_Task to carry out_: Which lines of the material below contain the string "target"? Pick out each of them and copy it in full, matching case exactly.

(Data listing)
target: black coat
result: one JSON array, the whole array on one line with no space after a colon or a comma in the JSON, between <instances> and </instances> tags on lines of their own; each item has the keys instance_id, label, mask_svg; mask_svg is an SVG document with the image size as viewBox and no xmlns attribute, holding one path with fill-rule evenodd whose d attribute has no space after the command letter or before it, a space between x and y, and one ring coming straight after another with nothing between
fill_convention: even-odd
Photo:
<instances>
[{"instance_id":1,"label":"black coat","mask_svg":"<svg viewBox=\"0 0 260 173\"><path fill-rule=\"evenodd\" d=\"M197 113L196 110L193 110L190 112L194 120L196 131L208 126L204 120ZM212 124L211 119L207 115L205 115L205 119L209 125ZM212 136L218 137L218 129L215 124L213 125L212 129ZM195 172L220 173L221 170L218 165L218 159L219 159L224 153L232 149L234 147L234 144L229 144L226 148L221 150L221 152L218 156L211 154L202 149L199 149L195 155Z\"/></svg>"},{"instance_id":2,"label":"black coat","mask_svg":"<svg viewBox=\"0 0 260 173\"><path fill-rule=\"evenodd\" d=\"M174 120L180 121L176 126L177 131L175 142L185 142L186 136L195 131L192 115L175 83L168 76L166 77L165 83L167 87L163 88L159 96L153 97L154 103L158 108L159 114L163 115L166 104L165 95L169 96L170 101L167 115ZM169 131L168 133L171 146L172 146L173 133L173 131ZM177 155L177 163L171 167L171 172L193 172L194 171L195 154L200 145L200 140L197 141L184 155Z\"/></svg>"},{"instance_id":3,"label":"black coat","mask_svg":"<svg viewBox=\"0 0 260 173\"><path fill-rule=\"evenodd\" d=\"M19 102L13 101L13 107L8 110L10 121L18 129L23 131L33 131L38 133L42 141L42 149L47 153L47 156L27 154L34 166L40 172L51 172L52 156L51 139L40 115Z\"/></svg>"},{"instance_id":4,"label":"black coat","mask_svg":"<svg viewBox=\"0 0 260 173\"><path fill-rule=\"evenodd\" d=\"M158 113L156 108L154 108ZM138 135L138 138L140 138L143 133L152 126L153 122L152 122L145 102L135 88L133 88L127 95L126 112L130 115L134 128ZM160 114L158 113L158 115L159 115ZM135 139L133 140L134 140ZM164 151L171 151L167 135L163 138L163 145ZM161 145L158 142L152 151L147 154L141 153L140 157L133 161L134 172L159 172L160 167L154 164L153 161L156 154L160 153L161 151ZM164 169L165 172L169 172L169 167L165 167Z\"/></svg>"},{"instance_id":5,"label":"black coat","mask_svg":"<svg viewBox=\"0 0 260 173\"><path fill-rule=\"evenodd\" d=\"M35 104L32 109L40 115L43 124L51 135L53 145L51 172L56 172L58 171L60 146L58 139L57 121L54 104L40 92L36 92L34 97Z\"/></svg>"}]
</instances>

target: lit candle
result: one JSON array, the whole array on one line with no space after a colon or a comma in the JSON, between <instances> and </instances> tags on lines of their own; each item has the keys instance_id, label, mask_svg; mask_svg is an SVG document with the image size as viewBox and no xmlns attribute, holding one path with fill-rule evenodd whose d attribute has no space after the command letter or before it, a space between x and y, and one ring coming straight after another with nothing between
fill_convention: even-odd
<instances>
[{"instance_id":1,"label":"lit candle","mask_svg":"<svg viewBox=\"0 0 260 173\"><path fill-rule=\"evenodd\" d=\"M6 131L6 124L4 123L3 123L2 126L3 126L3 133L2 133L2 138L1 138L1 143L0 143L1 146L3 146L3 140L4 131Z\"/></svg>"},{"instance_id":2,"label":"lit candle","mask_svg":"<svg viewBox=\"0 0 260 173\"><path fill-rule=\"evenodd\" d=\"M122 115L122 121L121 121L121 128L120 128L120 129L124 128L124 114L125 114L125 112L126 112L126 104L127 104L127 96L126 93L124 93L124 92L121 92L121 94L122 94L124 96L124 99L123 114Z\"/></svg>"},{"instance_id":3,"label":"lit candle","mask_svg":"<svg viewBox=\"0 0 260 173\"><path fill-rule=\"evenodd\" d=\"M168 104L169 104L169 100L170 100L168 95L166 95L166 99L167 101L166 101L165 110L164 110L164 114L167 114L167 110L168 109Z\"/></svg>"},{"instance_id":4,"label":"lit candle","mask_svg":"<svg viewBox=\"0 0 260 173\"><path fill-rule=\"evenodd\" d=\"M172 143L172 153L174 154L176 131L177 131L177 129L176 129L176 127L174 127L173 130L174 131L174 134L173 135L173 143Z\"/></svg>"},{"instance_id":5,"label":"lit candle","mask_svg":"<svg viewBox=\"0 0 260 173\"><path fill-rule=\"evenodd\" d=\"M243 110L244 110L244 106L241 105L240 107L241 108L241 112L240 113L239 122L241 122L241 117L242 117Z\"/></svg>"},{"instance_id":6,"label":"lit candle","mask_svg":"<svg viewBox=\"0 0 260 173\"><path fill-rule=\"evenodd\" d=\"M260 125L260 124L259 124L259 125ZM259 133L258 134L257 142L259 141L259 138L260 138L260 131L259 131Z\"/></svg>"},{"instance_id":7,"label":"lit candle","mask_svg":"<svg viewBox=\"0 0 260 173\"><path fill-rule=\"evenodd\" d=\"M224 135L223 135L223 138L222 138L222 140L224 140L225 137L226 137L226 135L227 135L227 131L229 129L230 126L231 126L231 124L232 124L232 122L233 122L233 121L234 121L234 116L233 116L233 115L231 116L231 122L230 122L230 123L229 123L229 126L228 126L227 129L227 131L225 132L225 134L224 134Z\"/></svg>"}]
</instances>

_Response to this task_:
target: black coat
target: lit candle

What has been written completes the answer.